> _Task inputs_:
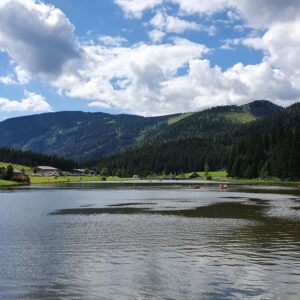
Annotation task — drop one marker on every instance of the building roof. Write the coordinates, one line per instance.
(79, 170)
(46, 168)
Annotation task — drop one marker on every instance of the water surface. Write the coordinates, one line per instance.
(149, 242)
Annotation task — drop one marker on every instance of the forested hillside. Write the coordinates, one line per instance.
(89, 136)
(75, 135)
(32, 159)
(268, 147)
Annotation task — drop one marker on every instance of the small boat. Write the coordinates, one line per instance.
(195, 187)
(223, 186)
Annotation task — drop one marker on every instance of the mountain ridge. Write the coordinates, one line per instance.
(87, 135)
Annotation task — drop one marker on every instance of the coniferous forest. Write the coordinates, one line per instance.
(255, 140)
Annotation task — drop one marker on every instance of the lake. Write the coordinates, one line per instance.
(149, 241)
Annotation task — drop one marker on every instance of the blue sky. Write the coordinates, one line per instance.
(150, 58)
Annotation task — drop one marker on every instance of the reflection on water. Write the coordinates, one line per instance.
(150, 243)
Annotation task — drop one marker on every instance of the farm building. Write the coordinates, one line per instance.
(47, 171)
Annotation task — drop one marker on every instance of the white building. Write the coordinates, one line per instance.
(47, 171)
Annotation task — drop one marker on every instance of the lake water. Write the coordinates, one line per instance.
(150, 242)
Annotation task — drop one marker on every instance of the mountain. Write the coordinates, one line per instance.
(87, 136)
(269, 145)
(76, 135)
(211, 121)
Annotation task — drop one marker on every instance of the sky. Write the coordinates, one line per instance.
(150, 57)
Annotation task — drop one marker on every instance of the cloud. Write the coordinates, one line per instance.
(129, 78)
(7, 80)
(156, 36)
(38, 37)
(256, 43)
(164, 22)
(152, 79)
(30, 103)
(108, 40)
(136, 8)
(201, 6)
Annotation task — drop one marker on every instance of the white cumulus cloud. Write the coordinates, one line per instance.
(38, 37)
(30, 103)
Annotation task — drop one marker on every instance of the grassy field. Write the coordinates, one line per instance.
(4, 183)
(62, 179)
(215, 174)
(19, 167)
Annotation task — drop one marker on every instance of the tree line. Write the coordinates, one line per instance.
(29, 158)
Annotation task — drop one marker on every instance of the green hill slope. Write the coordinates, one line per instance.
(89, 136)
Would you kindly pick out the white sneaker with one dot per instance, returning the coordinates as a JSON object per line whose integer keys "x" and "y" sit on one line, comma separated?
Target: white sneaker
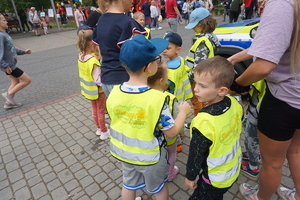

> _Work item_:
Check every line of the data, and copy the ones that contain "sneaker".

> _Expected output_:
Would you kindly pick out the white sneaker with one dot per instance, returning the coordinates as a JSON object per line whose integer keys "x" and "y" sit on one line, comma separated?
Target: white sneaker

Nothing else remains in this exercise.